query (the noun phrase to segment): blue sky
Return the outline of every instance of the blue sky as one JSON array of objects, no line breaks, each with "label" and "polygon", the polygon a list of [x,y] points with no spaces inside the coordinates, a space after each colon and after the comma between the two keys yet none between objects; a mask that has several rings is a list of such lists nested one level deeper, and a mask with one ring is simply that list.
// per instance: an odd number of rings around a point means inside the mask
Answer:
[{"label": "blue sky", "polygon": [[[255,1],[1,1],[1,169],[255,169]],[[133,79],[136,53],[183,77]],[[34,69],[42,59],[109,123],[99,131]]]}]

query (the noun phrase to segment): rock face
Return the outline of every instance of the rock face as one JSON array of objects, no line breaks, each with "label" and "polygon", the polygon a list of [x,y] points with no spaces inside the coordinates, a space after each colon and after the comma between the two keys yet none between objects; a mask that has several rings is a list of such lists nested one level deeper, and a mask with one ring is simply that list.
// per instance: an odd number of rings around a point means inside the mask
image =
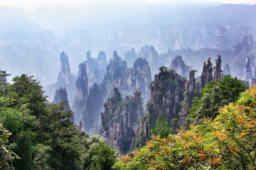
-------------------------
• BRIEF
Please write out the material word for word, from the line containing "query (the noun phrase to segment): rock face" through the end of the material, both ends included, leaving out the pictures.

• THE ANSWER
query (the noun phrase to segment): rock face
Return the outline of every instance of the rock face as one JSON array of objects, no line breaks, each with "label" and "polygon", the polygon a list of [x,y] points with no spaces inside the coordinates, a space after each colon and after the comma between the two keys yet none between objects; a mask that has several rings is a list of such lists nested one level deeper, and a mask with one ring is simply that list.
// per instance: an odd number of rings around a point means inside the mask
image =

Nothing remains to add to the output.